WORK TO COMPLETE.
Output the following data exactly.

TASK MATERIAL.
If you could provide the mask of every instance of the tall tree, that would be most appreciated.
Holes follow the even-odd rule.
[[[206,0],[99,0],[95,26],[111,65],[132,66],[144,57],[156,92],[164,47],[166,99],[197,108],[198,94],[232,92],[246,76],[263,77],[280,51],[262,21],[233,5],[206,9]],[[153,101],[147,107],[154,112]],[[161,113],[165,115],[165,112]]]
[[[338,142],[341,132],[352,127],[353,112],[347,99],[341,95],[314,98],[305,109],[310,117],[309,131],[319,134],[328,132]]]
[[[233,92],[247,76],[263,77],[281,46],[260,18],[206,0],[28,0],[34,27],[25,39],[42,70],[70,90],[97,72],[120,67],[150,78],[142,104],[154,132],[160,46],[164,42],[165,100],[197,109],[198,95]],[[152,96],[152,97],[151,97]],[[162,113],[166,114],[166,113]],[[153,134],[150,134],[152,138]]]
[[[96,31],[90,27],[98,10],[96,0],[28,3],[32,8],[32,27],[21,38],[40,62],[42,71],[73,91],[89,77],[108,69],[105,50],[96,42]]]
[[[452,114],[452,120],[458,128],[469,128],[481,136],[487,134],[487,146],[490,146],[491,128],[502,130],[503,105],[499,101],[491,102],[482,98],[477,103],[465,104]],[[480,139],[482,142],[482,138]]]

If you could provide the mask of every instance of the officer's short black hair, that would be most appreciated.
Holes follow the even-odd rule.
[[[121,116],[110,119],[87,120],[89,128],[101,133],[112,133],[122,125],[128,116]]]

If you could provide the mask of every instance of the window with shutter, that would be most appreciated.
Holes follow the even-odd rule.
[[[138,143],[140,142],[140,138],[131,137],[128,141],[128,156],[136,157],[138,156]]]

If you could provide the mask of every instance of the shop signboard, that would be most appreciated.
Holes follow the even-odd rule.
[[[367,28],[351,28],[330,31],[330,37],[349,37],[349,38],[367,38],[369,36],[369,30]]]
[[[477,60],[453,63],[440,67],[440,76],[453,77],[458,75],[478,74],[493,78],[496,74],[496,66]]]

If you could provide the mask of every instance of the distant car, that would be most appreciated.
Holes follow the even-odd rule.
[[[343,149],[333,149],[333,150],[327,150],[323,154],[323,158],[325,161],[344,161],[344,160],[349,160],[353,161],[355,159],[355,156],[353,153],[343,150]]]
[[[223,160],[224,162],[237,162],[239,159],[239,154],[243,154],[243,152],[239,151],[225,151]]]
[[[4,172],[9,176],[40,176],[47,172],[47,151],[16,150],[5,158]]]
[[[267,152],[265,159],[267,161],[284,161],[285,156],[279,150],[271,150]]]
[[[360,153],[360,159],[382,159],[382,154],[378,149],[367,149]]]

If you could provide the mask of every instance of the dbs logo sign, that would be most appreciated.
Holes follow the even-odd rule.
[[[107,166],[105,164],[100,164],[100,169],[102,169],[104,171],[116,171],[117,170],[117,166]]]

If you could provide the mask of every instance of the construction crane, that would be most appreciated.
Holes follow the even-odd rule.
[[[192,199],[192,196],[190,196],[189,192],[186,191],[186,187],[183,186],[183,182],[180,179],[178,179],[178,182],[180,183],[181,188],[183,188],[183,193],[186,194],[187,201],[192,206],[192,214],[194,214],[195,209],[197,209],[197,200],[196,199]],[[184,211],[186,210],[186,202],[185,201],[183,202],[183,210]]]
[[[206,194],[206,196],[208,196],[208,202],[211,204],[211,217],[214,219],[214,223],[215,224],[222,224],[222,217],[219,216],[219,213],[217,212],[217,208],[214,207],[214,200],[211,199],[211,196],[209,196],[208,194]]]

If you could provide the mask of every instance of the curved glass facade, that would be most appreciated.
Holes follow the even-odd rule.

SOLUTION FOR THIS EXERCISE.
If you could provide the mask of every instance of the tall tree, that would be most appreciated.
Holes follow the even-odd rule.
[[[206,0],[99,0],[95,26],[111,65],[132,66],[144,57],[156,92],[164,47],[166,99],[197,108],[198,94],[232,92],[246,76],[263,77],[280,51],[262,21],[233,5],[206,9]],[[153,101],[147,107],[154,112]],[[161,113],[165,115],[165,112]]]
[[[338,142],[341,132],[352,127],[353,112],[347,99],[341,95],[314,98],[305,109],[310,117],[309,131],[319,134],[328,132]]]
[[[233,92],[247,76],[263,77],[281,46],[260,18],[206,0],[28,0],[34,27],[25,39],[42,70],[70,90],[97,72],[120,67],[150,78],[142,104],[154,132],[160,46],[164,42],[165,100],[197,109],[198,95]],[[152,96],[152,97],[151,97]],[[162,113],[166,114],[166,113]],[[153,134],[150,134],[152,138]]]
[[[96,31],[90,27],[98,10],[96,0],[28,3],[32,8],[32,27],[21,38],[40,62],[42,71],[73,91],[89,77],[108,69],[105,50],[96,42]]]
[[[452,114],[452,120],[458,128],[469,128],[481,136],[487,134],[487,146],[490,146],[491,128],[502,130],[503,105],[499,101],[491,102],[482,98],[477,103],[465,104]],[[480,139],[482,142],[482,138]]]

If you could provide the mask of every instance of the officer's short black hair, that would be most appreciated.
Holes follow the even-odd rule.
[[[121,116],[110,119],[87,120],[89,128],[101,133],[112,133],[122,125],[128,116]]]

If you could provide the mask of every instance of the window with shutter, that would be most appreciated.
Holes follow the even-odd rule.
[[[138,143],[140,142],[140,138],[131,137],[128,141],[128,156],[136,157],[138,156]]]

If you could provide the mask of every instance of the shop signboard, that would be most appreciated.
Holes follow the even-odd rule.
[[[367,28],[351,28],[330,31],[330,37],[349,37],[349,38],[367,38],[369,36],[369,30]]]
[[[477,60],[453,63],[440,67],[440,76],[453,77],[458,75],[478,74],[493,78],[496,74],[496,66]]]

If you could provide the mask of every instance of the distant car, that would be most appreciated.
Holes follow the even-odd rule.
[[[343,149],[333,149],[333,150],[327,150],[323,154],[323,158],[325,161],[344,161],[344,160],[349,160],[353,161],[355,159],[355,156],[353,153],[343,150]]]
[[[223,160],[224,162],[237,162],[239,159],[239,154],[243,154],[243,152],[239,151],[225,151]]]
[[[4,172],[9,176],[40,176],[47,172],[47,151],[16,150],[5,158]]]
[[[267,152],[265,159],[267,161],[284,161],[285,156],[279,150],[271,150]]]
[[[360,153],[360,159],[382,159],[382,154],[378,149],[367,149]]]

If you could provide the mask of every instance of the dbs logo sign, that would be most appreciated.
Holes follow the even-odd rule.
[[[107,166],[105,164],[100,164],[100,169],[102,169],[104,171],[116,171],[117,170],[117,166]]]

If you could provide the mask of every instance of the construction crane, that would be most appreciated.
Holes follow the even-odd rule.
[[[192,199],[192,196],[190,196],[189,192],[186,191],[186,187],[183,186],[183,182],[180,179],[178,179],[178,182],[180,183],[181,188],[183,188],[183,193],[186,194],[187,201],[192,206],[192,214],[194,214],[195,209],[197,209],[197,200],[196,199]],[[184,211],[186,210],[186,202],[185,201],[183,202],[183,210]]]
[[[206,194],[206,196],[208,196],[208,202],[211,204],[211,217],[214,219],[214,223],[215,224],[222,224],[222,217],[219,216],[219,213],[217,212],[217,208],[214,207],[214,200],[211,199],[211,196],[209,196],[208,194]]]

If you could provide the mask of every instance of the curved glass facade, that would be most appreciated.
Holes follow the even-odd rule.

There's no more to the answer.